DIRECTIONS FOR THIS TASK>
Scale the pixel coordinates in the answers by 2.55 and round each result to a whole number, with halves rounded up. Then rewrite all of the lines below, requests included, leaving the requests and their format samples unchanged and omitting the pictures.

SUPPLIED MATERIAL>
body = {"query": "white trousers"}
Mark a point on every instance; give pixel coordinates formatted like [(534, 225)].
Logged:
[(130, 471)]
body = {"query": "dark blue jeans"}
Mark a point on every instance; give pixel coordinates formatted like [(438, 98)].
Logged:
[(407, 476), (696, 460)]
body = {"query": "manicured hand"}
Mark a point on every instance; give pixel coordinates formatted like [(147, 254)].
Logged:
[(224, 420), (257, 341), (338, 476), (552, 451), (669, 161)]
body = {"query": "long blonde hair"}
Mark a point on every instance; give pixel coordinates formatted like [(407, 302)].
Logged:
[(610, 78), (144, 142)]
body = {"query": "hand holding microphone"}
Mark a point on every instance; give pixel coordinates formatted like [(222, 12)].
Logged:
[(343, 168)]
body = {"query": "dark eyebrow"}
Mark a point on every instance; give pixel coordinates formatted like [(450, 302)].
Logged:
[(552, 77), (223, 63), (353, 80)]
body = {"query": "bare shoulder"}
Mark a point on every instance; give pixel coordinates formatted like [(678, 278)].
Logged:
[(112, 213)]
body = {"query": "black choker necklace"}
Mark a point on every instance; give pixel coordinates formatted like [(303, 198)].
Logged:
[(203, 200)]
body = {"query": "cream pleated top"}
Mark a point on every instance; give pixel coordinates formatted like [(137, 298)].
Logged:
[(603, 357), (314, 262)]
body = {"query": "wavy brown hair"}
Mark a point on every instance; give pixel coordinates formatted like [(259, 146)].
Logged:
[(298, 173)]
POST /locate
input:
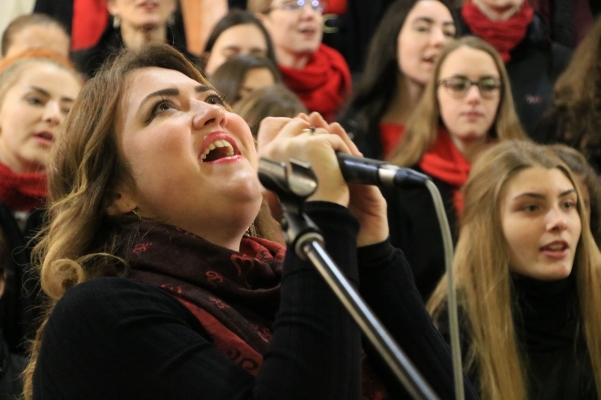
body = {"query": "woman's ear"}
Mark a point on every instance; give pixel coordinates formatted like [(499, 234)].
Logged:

SOLUTION FOR THIS EXERCISE>
body = {"query": "white trousers"}
Mark a point on every instance; give pixel coordinates formatted like [(534, 225)].
Logged:
[(332, 1201)]
body = {"query": "dark blue jeans"}
Mark a point on every instance; give pixel coordinates formatted like [(438, 98)].
Logged:
[(1038, 1214), (1775, 1173)]
body = {"query": "manicured hand"}
Mark a point on every instance; give pixel coordinates formatted like [(147, 254)].
Logged:
[(571, 1071), (655, 870), (862, 1214), (1408, 1150), (1706, 411)]
body = {"query": "long blonde hair"}
Mark a point on every instance; give pixel coordinates formatted like [(407, 302)].
Logged:
[(1556, 199), (367, 362)]
body = {"query": "hand holding microphone"}
Mark a point on every instance; give pixel coordinates formatted like [(222, 12)].
Logged:
[(875, 428)]
body = {"query": "dark eyebrow"}
Mark a point on every instance; give pixel coordinates formatted like [(450, 302)].
Logged:
[(1408, 196), (569, 161), (900, 204)]
body = {"query": "bare shoulder"}
Mark a point on every instance; give pixel coordinates formatted like [(678, 278)].
Logged:
[(286, 543)]
body = {"query": "black choker necklace"}
Mark a point on every instance; give pixel coordinates formatted like [(303, 198)].
Logged:
[(518, 510)]
body = {"query": "cream pleated top"}
Mark a point on every instance; give pixel coordinates formatted like [(137, 298)].
Logged:
[(1538, 910), (801, 668)]
body = {"query": "wavy brown hair"}
Mark a point on every instance; give pixel coordinates formatted like [(259, 146)].
Logged:
[(760, 441)]
POST /locate
input:
body = {"query": "woman's ear"}
Mark a point on every instance; give pixel coordinates formatted like [(499, 234)].
Logged:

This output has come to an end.